▶ INSTRUCTIONS:
**1)** In the finance committee minutes, at what time was the meeting called to order?
**2)** Copy the finance committee minutes word for word from "Motion:  Councilor Naito" up to and including "of those present.".

▶ TEXT SECTION:
MINUTES OF THE METRO COUNCIL FINANCE COMMITTEE MEETING

 

Thursday, June 18, 1998

 

Metro Council Chamber

 

 

Members Present:  Patricia McCaig (Chair), Ruth McFarland (Vice Chair), Don Morissette,

     Ed Washington, Lisa Naito

 

Members Absent:  Jon Kvistad, Susan McLain

 

Chair McCaig called the meeting to order at 1:00 PM.

 

1.  CONSIDERATION OF MINUTES OF THE APRIL 15, 1998 BUDGET COMMITTEE MEETING AND THE APRIL 23, AND JUNE 3, 1998 FINANCE COMMITTEE MEETINGS.

 

Motion:  Councilor McFarland moved to adopt the minutes of the April 5, 1998 Budget Committee Meeting, and the April 23 and June 3, 1998 Finance Committee Meetings.

 

Seconded:  Councilor Washington seconded the motion.

 

Councilor Morissette noted that he had been absent from 2 of the meetings but would vote to adopt the minutes of the meeting he had attended.

 

Vote:    The motion was unanimously adopted as approved.

 

2.  ORDINANCE NO. 98-759, AN ORDINANCE AMENDING THE FY 1997-98 BUDGET AND APPROPRIATIONS SCHEDULE BY TRANSFERRING $8,000 FROM MATERIALS AND SERVICES TO PERSONAL SERVICES WITHIN THE OFFICE OF THE AUDITOR TO COMPLETE A CASH RECEIPTS AUDIT, AND DECLARING AN EMERGENCY.

 

Alexis Dow, Auditor, explained the $8,000 was needed because of part of her audit plan to look at controls surrounding cash receipts at outside locations including the Zoo, MERC facilities, parks and transfer stations. She said her research found it could be done for substantially less money by using a part-time person to do the work rather than hiring a consultant. She said because of that decision, a transfer of funds was necessary.

 

Motion:  Councilor Naito moved to bring Ordinance No. 98-759 to full council for adoption.

 

Second:  Councilor Washington seconded the motion to adopt the Ordinance.

 

Discussion:  Councilor McFarland clarified the ordinance would simply transfer money within the department and did not come from elsewhere.

 

Vote:    5 yes/ 0 nay/ 0 abstain. The motion carried unanimously of those present.

 

3.  RESOLUTION NO. 98-2665, FOR THE PURPOSE OF ADOPTING A CLASSIFICATION AND COMPENSATION PLAN FOR METRO NON-REPRESENTED EMPLOYEES.

▶ RAW DATA:
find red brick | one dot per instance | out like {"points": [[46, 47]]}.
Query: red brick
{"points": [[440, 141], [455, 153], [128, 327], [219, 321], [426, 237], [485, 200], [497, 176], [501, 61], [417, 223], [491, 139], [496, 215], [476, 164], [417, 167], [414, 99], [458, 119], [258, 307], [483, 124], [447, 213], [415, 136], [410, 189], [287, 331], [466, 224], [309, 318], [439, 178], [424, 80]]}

▶ RESULTS FOR THE EXERCISE:
**1)** 1:00 PM

**2)**
Motion:  Councilor Naito moved to bring Ordinance No. 98-759 to full council for adoption.

 

Second:  Councilor Washington seconded the motion to adopt the Ordinance.

 

Discussion:  Councilor McFarland clarified the ordinance would simply transfer money within the department and did not come from elsewhere.

 

Vote:    5 yes/ 0 nay/ 0 abstain. The motion carried unanimously of those present.